--- Start of Task input ---

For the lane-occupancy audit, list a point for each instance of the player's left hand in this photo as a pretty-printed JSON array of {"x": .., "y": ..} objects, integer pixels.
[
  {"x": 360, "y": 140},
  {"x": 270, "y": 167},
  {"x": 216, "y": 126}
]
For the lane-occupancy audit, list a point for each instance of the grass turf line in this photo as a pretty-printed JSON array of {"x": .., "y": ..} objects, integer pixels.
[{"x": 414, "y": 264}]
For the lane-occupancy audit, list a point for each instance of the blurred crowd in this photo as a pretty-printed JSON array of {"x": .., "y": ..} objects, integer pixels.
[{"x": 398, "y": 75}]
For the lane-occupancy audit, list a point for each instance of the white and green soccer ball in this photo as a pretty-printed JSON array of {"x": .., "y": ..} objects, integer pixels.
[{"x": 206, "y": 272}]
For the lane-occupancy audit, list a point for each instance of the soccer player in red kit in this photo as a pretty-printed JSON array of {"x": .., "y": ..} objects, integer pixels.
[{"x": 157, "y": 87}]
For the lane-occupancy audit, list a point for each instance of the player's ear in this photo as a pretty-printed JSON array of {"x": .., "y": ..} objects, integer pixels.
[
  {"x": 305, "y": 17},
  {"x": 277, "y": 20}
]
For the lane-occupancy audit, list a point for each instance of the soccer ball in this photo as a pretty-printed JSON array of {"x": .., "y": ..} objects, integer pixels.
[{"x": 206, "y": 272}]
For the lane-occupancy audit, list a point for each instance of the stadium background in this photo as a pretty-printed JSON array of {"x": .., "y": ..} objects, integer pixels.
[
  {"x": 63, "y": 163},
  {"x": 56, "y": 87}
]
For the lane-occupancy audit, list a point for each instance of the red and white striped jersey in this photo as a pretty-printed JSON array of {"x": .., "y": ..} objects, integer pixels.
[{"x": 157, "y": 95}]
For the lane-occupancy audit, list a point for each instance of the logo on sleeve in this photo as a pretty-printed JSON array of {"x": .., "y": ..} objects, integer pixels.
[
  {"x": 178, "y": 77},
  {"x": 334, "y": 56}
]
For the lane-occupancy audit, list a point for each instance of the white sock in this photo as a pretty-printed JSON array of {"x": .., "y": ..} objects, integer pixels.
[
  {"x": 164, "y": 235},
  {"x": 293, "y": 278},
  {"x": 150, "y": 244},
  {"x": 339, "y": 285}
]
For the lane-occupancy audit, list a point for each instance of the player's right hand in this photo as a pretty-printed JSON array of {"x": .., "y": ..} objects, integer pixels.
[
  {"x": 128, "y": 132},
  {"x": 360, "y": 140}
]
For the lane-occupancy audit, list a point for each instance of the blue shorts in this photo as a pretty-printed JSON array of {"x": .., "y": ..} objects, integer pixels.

--- End of Task input ---

- **Work to be completed**
Rescale the listing from the line containing "the soccer player" through the end of the listing, with both ends included. Reproduce every line, requests too, but multiply each x and y coordinate in the answers by 2 and round to whole numbers, rounding halves up; leave the requests and their format samples unchanged.

- **Written answer**
For the lane-occupancy audit, list a point for each instance of the soccer player in red kit in this photo as a pretty-printed JSON array of {"x": .., "y": ..} objects, integer pixels.
[{"x": 314, "y": 174}]
For the lane-occupancy audit, list a point for each instance of the player's ear in this photo as a pretty-printed JSON array of {"x": .., "y": ..} objects, integer pixels.
[
  {"x": 610, "y": 34},
  {"x": 554, "y": 40}
]
For the lane-occupancy audit, list a point for each instance of the soccer ball in this photo as a pretty-printed JSON array of {"x": .., "y": ..} objects, integer pixels.
[{"x": 412, "y": 544}]
For the lane-occupancy audit, list a point for each instance of the stadium background in this photo as a pretty-printed JSON array of {"x": .., "y": ..} objects, integer pixels.
[
  {"x": 126, "y": 326},
  {"x": 112, "y": 174}
]
For the lane-occupancy audit, list a point for each instance of the red and white striped jersey in this photo as a pretty-printed JSON array of {"x": .., "y": ..} objects, integer pixels.
[{"x": 314, "y": 190}]
For the lane-occupancy audit, list a point for each instance of the logo on sleeve in this photo as a pretty-printed JSON array of {"x": .., "y": ..} objects, integer pixels.
[
  {"x": 356, "y": 154},
  {"x": 668, "y": 112}
]
For the lane-occupancy audit, list a point for each instance of the white sock in this photo as a pretty-printed JSON array of {"x": .., "y": ..} objects, integer pixels.
[
  {"x": 328, "y": 470},
  {"x": 586, "y": 556},
  {"x": 300, "y": 488},
  {"x": 678, "y": 570}
]
For the lane-occupancy audit, list a point for each instance of the player's right hand in this photo as a pretty-printed JSON array of {"x": .., "y": ..} objects, integer pixels.
[
  {"x": 256, "y": 264},
  {"x": 720, "y": 280}
]
For the lane-occupancy audit, list a point for each instance of the blue shorts in this photo as a pretty-printed JSON array of {"x": .., "y": ..} objects, integer pixels.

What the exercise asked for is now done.